◆ JOB A: Below are a weekly operations summary and a set of entries. Copy out the entries again from the one containing "Assignment: using the image provided above, detect distant" through the end of the entries, both included.

RAL Tier1 weekly operations castor 24/08/2009
From GridPP Wiki
Contents
Summary of Previous Week
- CIP development on certification (Jens)
- Written lsf archiving mechanism which archives logs for 3 months on DMF and keeps 24 hours log on local partition (Chris)
- Restart and recovery of all instacnes following AC failure (All)
- Development of load test generator for database tuning testing (Chris)
- Redeployed hotspare from preprod to production instances (Chris)
- Identification of historical data for deletion from ATLAS MCDISK (Brian)
- Improved database metric monitoring (Eter)
- Fixed (?) partitioning problem on ATLAS DLF (Rich)
- Investigation of problems with repacking some tapes (Tim/Shaun)
- Media cleaning and robot checkout following water ingress (Tim)
- Deployment of new puppet restarter (Shaun)

◆ GIVEN DATA:
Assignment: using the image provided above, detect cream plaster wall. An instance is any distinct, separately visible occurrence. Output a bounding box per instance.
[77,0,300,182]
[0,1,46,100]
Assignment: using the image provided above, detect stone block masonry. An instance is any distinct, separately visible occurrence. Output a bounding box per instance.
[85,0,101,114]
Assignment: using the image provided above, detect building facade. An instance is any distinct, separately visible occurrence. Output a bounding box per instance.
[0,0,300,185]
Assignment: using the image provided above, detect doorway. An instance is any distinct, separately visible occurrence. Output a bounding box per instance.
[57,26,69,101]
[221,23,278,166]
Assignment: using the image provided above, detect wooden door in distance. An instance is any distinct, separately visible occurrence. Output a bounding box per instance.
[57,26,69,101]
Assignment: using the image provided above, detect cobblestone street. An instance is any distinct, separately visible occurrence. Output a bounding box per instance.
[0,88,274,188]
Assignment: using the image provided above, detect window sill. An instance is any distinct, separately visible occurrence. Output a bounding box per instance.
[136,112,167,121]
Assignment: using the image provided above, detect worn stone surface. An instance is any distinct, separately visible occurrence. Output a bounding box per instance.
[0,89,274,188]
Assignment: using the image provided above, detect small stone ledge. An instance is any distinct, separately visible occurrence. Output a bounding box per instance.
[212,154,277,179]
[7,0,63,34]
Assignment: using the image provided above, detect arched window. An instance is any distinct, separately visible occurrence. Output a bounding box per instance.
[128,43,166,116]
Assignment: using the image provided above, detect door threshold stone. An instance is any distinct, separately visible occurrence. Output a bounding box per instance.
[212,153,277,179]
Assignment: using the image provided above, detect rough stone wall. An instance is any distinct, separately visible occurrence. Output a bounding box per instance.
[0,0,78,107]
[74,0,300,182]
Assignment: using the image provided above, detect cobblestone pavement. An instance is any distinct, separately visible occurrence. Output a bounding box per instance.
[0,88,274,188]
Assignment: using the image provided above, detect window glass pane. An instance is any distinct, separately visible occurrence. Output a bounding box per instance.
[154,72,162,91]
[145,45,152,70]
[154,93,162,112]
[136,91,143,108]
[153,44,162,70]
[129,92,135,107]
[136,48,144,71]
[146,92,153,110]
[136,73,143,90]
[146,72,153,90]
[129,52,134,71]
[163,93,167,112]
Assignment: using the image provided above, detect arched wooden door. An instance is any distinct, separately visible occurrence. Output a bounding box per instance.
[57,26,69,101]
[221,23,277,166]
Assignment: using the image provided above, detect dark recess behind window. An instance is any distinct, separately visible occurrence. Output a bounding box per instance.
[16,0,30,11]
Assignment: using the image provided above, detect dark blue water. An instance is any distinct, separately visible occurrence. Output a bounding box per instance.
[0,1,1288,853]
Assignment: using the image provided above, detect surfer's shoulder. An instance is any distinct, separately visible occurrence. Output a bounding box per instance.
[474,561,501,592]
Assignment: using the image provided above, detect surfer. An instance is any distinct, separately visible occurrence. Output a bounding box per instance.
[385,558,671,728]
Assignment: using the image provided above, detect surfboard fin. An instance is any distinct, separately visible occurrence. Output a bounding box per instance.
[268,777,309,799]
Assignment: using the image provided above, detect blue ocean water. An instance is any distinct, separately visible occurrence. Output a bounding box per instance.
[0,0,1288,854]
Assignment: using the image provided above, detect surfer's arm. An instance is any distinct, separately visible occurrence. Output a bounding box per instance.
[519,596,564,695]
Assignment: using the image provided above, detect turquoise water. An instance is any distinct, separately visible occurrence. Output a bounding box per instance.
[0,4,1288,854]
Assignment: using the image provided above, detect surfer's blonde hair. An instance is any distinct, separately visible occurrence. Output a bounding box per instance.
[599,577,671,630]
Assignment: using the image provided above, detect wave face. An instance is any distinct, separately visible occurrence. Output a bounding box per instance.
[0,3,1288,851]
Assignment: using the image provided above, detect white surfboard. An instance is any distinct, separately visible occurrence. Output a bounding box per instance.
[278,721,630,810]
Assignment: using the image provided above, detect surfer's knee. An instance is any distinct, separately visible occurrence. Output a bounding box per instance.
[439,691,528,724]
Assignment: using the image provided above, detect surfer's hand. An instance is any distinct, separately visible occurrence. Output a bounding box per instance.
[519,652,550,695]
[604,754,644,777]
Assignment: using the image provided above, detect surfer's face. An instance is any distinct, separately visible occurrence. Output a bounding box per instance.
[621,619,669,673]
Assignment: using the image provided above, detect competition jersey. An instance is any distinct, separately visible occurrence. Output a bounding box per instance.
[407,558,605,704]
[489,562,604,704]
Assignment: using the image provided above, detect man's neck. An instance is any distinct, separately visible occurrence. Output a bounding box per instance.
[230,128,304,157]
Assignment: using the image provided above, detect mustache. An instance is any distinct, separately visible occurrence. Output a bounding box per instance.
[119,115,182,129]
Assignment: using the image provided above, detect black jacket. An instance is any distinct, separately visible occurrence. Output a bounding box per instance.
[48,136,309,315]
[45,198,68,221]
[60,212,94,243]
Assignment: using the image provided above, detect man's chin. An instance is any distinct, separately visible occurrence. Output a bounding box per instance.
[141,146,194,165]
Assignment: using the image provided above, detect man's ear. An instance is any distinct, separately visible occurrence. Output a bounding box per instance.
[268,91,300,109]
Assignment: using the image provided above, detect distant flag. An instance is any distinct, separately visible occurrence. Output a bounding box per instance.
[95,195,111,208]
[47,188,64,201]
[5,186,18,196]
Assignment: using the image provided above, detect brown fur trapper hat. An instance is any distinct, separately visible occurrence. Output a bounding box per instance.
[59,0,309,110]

◆ JOB B: Carry on the weekly castor operations summary above, beginning right after its last line.

◆ RESPONSE A:
Assignment: using the image provided above, detect distant flag. An instance is any distinct, separately visible occurrence. Output a bounding box per instance.
[95,195,111,208]
[47,188,64,201]
[5,186,18,196]
Assignment: using the image provided above, detect brown fur trapper hat. An instance is any distinct, separately visible occurrence. Output a bounding box per instance.
[59,0,309,110]

◆ RESPONSE B:
- Tested database cleanup procedure in prep for 2.1.8 CASTOR u/g (Shaun)
Developments for this week
- CIP development on certification (Jens)
- Implement newly written lsf archiving mechanism in production (Chris)
- Review and update disk server deployment procedure (Chris)
- Co-ordinate ATLAS data reconciliation (Brian)
- CASTOR Database tuning testing (Database team)
- Prepare certification for SRM 2.8 testing (Shaun)
Ongoing
- CastorMon monitoring graphs for Gen instance (Brian)
- Cleaning up database for a future 2.1.8 upgrade (Shaun)
- Setting up Preproduction (Matt, Chris)
Operations Issues
- Lost gdss169. ATLAS informed and data should be being replicated.
- Expired CRL's caused problems bring CASTOR instances back up.
- Tape migration problems on CMS on 21 Aug. 2009
Blocking issues
- Problems with ganglia check on GEN instance delaying work on monitoring
- Testing gridFTP internal delaying work on SRM upgrade
Scheduled and Cancelled Down Times
none
Changes to Production Milestones
none
Advanced Planning
- CIP upgrade to include nearline publishing (August)
- SRM 2.8 upgrade (August)
- Work with Fabric to add extra RAID card in remaining Viglen'06 disk servers (Second half of August)
- Database optimization tasks (September)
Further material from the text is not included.